§ Things to do:
A: In the passage on rescoring fragmentation data, what do ECD spectra consist primarily of?
B: List every fragmentation method named by its abbreviation in the passage on rescoring fragmentation data.

Supplied passage Start Marker

Rescoring of alternative fragmentation data using fragment intensity predictions

An efficient control of FDR in database searching is critical for identification of true-positive peptide matches. Previously, we showed that data-driven rescoring of CID data using the Prosit model greatly improved number and accuracy of peptide identifications²⁷. We hypothesized that predicting fragment ion intensity would be beneficial for improving the results of the database searches of UVPD, EID and ECD data as well. Using the optimized MSFragger results we first calculated the ratio of the number of all observed to that of all possible theoretical fragment ions in each identified spectrum (Fig. 4a and Extended Data Fig. 5, upper distributions). The resulting distributions for target and decoy (a priori false-positive) PSMs were heavily intermixed and shifted towards smaller ratios. EID and UVPD ratios were particularly small due to a large number of theoretical ions. We then calculated the same ratios but allowed only fragments predicted by Prosit (Fig. 4a and Extended Data Fig. 5, lower distributions). The inclusion of only predicted fragments split the distribution of ratios of target PSMs, in which the majority shifted towards higher values with a larger portion being above 0.8, and the remainder were essentially unchanged. At the same time, the ratio of decoy PSMs remained clustered at lower values. This indicates a substantial improvement in the alignment between the observed and predicted fragment ions.

**Fig. 4: Intensity prediction improves database search quality of ECD, EID, HCD and UVPD data.**

Next, we applied data-driven rescoring using the Oktoberfest framework, which benefits from the here-developed fragment ion intensity prediction model by generating fragment intensity-dependent scores rather than relying only on the presence or absence of any theoretical fragments. In combination with Percolator⁴³, these scores are aggregated into a single score that maximizes the separation of correct and incorrect matches. The resulting Oktoberfest scores were then compared to the Percolator-derived scores from MSFragger (Fig. 4b and Supplementary Figs. S11–S15), which do not include fragment intensity-based features. For MSFragger database searches, we chose the best combination of ion types for each fragmentation method from Figure 2b, and for rescoring in Oktoberfest we used all of the most frequently annotated types of fragments ( >4% of annotated ions in a spectrum, averaged across all spectra) for each fragmentation technique (Extended Data Fig. 3). Both sets of scores were filtered to 1% FDR using Percolator⁴³. While rescoring led to remarkable separation of decoys from targets for the majority of enzyme–fragmentation method pairs (Fig. 4b and Supplementary Figs. S11–S15), ECD in general demonstrated sufficient separation in database searches, such that rescoring delivers only marginal improvements in identification (Supplementary Fig. S11). This partly explains the highest identification rate observed for ECD in the initial database searches (Fig. 2c). We attribute this to the relative cleanliness of ECD spectra that consist primarily of c, z fragments, precursor ions and charge-reduced species, thus reducing chances for random false matches. Interestingly, ECD was the only technique in which it was possible to discriminate the distributions of charge states among target PSMs after rescoring, which reflects the distinct charge-dependent kinetics of this process (Supplementary Fig. S16). Using rescoring, we were able to salvage a substantial number of PSMs in all combinations of enzyme and dissociation method (quadrant II in Fig. 4b and Supplementary Figs. S11–S15). At the same time, a high number of PSMs initially identified were discarded (quadrant IV in Fig. 4b and Supplementary Figs. S11–S15).

Supplied passage End Marker
Given records Start Marker

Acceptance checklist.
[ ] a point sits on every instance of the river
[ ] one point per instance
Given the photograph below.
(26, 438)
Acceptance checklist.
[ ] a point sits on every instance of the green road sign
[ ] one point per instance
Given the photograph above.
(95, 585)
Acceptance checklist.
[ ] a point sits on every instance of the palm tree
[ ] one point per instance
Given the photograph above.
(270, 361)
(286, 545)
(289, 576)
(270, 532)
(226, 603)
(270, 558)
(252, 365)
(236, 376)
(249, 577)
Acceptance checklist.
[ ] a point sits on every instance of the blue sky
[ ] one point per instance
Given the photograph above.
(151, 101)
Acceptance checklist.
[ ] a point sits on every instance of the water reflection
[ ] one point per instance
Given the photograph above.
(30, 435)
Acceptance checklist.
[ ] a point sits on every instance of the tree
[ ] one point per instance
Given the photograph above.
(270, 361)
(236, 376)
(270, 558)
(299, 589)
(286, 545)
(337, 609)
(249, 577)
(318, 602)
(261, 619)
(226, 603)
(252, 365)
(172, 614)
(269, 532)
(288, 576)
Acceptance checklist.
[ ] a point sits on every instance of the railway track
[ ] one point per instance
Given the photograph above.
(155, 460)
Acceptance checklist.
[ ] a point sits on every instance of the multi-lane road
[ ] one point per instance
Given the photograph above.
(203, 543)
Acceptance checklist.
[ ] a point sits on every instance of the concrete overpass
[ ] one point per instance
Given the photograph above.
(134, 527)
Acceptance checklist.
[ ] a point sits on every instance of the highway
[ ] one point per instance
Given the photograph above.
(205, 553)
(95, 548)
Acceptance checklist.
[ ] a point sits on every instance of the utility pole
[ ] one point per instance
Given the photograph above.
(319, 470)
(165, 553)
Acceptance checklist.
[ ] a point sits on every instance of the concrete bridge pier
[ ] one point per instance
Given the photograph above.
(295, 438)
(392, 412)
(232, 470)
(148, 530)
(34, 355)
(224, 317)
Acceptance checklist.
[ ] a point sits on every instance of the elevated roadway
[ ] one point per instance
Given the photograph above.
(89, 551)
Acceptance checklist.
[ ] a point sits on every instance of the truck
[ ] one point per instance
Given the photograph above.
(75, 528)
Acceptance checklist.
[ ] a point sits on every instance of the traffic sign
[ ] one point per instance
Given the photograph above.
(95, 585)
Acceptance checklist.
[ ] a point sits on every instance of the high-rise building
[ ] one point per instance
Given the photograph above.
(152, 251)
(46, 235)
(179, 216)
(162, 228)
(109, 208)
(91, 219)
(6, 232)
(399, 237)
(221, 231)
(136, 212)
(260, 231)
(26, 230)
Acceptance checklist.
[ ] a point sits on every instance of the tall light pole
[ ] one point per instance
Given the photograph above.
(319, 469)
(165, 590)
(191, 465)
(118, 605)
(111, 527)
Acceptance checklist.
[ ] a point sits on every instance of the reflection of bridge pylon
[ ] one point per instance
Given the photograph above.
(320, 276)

Given records End Marker

§ Results in order:
A: ECD spectra consist primarily of c and z fragments, precursor ions and charge-reduced species.

B: CID, UVPD, EID, ECD, HCD